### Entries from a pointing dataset

┄┄┄┄┄┄

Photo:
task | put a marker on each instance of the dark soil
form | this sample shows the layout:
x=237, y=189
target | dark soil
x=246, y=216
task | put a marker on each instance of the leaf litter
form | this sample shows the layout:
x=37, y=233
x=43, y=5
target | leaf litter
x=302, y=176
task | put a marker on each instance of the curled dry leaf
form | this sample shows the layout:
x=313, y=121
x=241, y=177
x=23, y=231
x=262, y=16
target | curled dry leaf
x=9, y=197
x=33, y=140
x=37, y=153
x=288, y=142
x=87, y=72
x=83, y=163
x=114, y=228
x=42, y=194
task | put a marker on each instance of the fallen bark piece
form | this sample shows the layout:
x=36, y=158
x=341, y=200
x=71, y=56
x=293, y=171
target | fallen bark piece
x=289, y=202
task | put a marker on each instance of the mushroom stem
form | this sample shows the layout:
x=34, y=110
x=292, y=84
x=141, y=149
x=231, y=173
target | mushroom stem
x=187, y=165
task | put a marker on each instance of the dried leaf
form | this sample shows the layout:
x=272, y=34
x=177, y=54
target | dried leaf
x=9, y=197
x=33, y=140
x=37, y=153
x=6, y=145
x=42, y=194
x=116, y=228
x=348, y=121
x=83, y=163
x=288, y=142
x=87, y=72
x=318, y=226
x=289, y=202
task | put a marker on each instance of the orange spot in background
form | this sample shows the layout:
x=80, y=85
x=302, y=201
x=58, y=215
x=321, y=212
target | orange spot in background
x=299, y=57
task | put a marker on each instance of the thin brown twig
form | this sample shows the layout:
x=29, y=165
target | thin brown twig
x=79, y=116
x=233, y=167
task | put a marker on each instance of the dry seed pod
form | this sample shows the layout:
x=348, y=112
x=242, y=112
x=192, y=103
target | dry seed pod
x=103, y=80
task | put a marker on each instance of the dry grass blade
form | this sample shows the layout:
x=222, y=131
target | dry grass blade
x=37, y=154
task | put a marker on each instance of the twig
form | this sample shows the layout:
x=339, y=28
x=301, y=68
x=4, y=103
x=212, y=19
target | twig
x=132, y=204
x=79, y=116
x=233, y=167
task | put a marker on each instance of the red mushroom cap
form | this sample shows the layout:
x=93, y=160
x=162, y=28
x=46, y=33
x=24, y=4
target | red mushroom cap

┄┄┄┄┄┄

### STATED PROBLEM
Repeat every line of the material above word for word, from the first entry through the last.

### CORRECT RESULT
Photo:
task | put a marker on each instance of the dark soil
form | this sample shows the layout:
x=237, y=189
target | dark soil
x=246, y=216
task | put a marker on each instance of the leaf litter
form | this sample shows the layout:
x=37, y=233
x=43, y=5
target | leaf litter
x=302, y=176
task | put a marker on each instance of the curled dry leaf
form | this sample shows the layout:
x=313, y=121
x=241, y=177
x=23, y=231
x=262, y=16
target | curled dry leaf
x=9, y=197
x=33, y=140
x=37, y=153
x=288, y=142
x=87, y=72
x=83, y=163
x=114, y=228
x=42, y=194
task | put a marker on each instance of the fallen bark piece
form | this sample shows the layout:
x=36, y=158
x=341, y=200
x=71, y=56
x=293, y=171
target | fallen bark piece
x=289, y=202
task | put a marker on each instance of the mushroom stem
form | this sample shows the layout:
x=34, y=110
x=292, y=84
x=141, y=149
x=231, y=173
target | mushroom stem
x=187, y=165
task | put a marker on each instance of the dried leaf
form | this sample shows the layout:
x=272, y=34
x=177, y=54
target | dried leaf
x=9, y=197
x=33, y=140
x=37, y=153
x=6, y=145
x=42, y=194
x=116, y=228
x=348, y=121
x=83, y=163
x=288, y=142
x=87, y=72
x=318, y=226
x=289, y=202
task | put a marker on each instance of the orange spot in background
form | this sample shows the layout:
x=80, y=85
x=302, y=201
x=58, y=215
x=321, y=212
target | orange spot in background
x=299, y=57
task | put a marker on each instance of the thin brown twig
form | this sample shows the layout:
x=29, y=165
target | thin brown twig
x=79, y=116
x=233, y=167
task | put a marker on each instance of the dry seed pod
form | this sample shows the layout:
x=348, y=112
x=242, y=112
x=192, y=103
target | dry seed pod
x=103, y=80
task | put a marker on each instance of the dry grass blade
form | this sample shows the layout:
x=222, y=131
target | dry grass blade
x=37, y=154
task | put a marker on each instance of the twig
form | this sample shows the layout:
x=339, y=28
x=301, y=68
x=4, y=103
x=212, y=19
target | twig
x=132, y=204
x=79, y=116
x=233, y=167
task | put a marker on each instance of the red mushroom cap
form | this sample shows the layout:
x=93, y=160
x=162, y=28
x=46, y=33
x=24, y=4
target | red mushroom cap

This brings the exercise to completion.